_Textauszug_
So eine Zeitung war das, jede Woche Texte, bei deren Lektüre ich mich nicht
mehr so allein fühlte wie sonst meistens, obwohl ich es objektiv betrachtet
war. Ich hatte ja keine Zeit, auf andere Weise links zu sein als den
Fernseher anzumuffen, ich musste Geld verdienen, mich um die Kinder
kümmern, stabil bleiben, ich war völlig desinteressiert daran, zu
irgendeiner Bewegung zu gehören oder auch nur mit mehr als zwei, drei
Leuten in meinem Leben über Politik zu reden (was hätte das schon
gebracht?).
Aber das bedeutete ja nicht, dass ich kein Linker war (was immer es hieß,
ein Linker zu sein), es bedeutete bloß, dass ich mich immer wieder so
allein und atomisiert fühlte, wie ich es war, und deswegen immer wieder
einigermaßen depressiv. Und dagegen half die Jungle World, so wie mir sehr
viel früher, als es noch Platten gegeben hatte, Platten geholfen hatten,
oder später, als sie noch nicht Ich-Marketing und Authentizitätsverwertung
waren, Weblogs. Stimmen, Texte, Sounds, die nicht schubsten, nicht auf
einen einredeten, nichts wollten von einem, sondern einem überließen, was
man mit ihnen anfing.

_Extrahierte Daten_
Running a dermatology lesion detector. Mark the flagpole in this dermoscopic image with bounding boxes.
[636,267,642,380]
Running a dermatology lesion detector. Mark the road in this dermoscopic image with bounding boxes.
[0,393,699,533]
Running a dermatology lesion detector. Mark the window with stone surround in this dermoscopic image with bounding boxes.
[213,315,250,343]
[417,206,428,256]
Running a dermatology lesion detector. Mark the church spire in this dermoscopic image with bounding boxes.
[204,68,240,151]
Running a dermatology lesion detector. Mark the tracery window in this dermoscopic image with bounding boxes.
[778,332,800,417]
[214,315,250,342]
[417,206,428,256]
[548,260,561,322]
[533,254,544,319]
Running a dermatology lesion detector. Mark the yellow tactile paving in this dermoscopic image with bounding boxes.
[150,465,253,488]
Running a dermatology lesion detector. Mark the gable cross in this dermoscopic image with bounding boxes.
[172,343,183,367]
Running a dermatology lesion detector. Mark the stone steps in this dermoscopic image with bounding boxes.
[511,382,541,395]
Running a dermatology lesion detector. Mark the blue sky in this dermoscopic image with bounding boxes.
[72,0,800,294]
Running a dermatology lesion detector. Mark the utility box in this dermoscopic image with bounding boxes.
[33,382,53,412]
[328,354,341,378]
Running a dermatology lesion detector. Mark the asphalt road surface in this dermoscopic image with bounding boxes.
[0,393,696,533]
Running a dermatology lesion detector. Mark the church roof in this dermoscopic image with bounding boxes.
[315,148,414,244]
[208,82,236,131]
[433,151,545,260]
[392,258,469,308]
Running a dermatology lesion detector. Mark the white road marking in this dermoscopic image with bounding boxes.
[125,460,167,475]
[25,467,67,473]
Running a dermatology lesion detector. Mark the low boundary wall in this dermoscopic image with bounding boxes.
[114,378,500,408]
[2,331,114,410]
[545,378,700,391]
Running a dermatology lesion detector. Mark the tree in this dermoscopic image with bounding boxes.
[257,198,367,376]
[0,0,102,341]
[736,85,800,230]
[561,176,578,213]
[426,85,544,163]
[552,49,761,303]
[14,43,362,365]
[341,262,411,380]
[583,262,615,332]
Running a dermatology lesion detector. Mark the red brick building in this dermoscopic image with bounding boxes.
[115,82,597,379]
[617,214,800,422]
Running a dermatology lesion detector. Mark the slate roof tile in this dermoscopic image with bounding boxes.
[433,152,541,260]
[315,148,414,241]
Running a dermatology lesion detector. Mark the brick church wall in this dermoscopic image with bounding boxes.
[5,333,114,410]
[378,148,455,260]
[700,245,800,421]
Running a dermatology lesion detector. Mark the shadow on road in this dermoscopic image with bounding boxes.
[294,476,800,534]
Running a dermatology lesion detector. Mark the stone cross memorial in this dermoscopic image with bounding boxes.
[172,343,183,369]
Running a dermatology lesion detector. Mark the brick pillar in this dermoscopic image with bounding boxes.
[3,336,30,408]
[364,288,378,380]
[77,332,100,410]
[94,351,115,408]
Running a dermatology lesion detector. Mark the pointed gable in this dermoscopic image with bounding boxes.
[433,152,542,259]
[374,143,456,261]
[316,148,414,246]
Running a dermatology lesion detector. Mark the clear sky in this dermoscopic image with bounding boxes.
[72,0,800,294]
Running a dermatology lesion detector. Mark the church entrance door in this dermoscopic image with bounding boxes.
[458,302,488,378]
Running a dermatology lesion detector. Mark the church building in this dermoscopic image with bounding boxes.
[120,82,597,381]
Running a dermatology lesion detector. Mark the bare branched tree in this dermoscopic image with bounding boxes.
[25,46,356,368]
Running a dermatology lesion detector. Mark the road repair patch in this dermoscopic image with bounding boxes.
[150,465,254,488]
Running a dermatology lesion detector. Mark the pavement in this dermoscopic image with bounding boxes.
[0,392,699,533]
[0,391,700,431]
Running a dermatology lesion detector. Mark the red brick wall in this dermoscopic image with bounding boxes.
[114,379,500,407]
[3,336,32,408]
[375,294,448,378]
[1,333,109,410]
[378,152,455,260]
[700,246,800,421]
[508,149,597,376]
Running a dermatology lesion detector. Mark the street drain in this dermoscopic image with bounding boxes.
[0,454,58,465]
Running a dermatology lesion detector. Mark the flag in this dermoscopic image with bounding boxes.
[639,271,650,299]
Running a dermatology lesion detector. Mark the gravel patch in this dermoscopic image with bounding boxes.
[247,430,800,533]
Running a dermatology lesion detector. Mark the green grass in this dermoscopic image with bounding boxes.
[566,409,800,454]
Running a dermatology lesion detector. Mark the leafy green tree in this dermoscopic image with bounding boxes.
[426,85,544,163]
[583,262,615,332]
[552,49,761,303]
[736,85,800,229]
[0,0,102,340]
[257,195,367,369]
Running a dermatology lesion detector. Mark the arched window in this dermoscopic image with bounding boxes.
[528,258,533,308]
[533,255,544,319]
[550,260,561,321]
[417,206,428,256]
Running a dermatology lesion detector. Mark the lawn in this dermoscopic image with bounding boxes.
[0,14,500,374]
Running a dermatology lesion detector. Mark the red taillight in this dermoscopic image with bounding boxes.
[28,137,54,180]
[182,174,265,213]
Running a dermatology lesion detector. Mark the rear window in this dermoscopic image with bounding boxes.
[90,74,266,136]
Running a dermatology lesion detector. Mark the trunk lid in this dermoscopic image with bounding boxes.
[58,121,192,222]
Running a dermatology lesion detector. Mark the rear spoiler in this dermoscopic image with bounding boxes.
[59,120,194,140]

_Aufgabenliste_
a) Welche Zeitung half laut dem Textauszug gegen das Gefühl, allein und atomisiert zu sein?
b) Führen Sie den Textauszug über die Jungle World nach seinem letzten Satz weiter.
Die Einträge werden für diese Aufgaben nicht gebraucht.

_Endgültige Antworten_
a) Die Jungle World.

b)
An dem Platz, an dem in Zeitungen sonst Leitartikel stehen, stand in der
Jungle World die „Homestory“, in der nie jemand die Welt verurteilte, wozu
auch, sie wird ja nicht erträglicher dadurch, dass irgendein
rechtschaffener Vorturner sie für abscheulich erklärt.
Die Rubrik „Deutsches Haus“, in der Woche für Woche akribisch rassistische
und neonazistische Attacken protokolliert wurden. Die Auslandsberichte, bei
denen ich mich oft fragte, warum die so viele gute Informationen und
Kontakte hatten (nach Mazedonien? nach Kasachstan?). Diese irre Kolumne
„Berlin beatet Bestes“, in der ein Sammler jede Woche über die Platten
erzählte, die er auf Flohmärkten aufgetan hatte. Ich las sie nie, aber ich
fand es schön, dass es sie gab.
Die Seite-zwei-Zeichnungen, in meiner liebsten saß ein Radiomoderator vor
seinem Mikrofon und sagte: „Ich verlese jetzt die Namen der Personen, die
mich am Arsch lecken können. Die nachfolgenden Sendungen verschieben sich
um etwa dreieinhalb Tage . . .“ Die verlässliche Bevorzugung der Kritik
gegenüber der „kritischen Solidarität“ und der „konstruktiven Kritik“…
offensichtliche Desinteresse, gesellschaftlich relevante Kultur zu
verhandeln, weil die gesellschaftlich irrelevante und individuell relevante
Kultur interessanter waren.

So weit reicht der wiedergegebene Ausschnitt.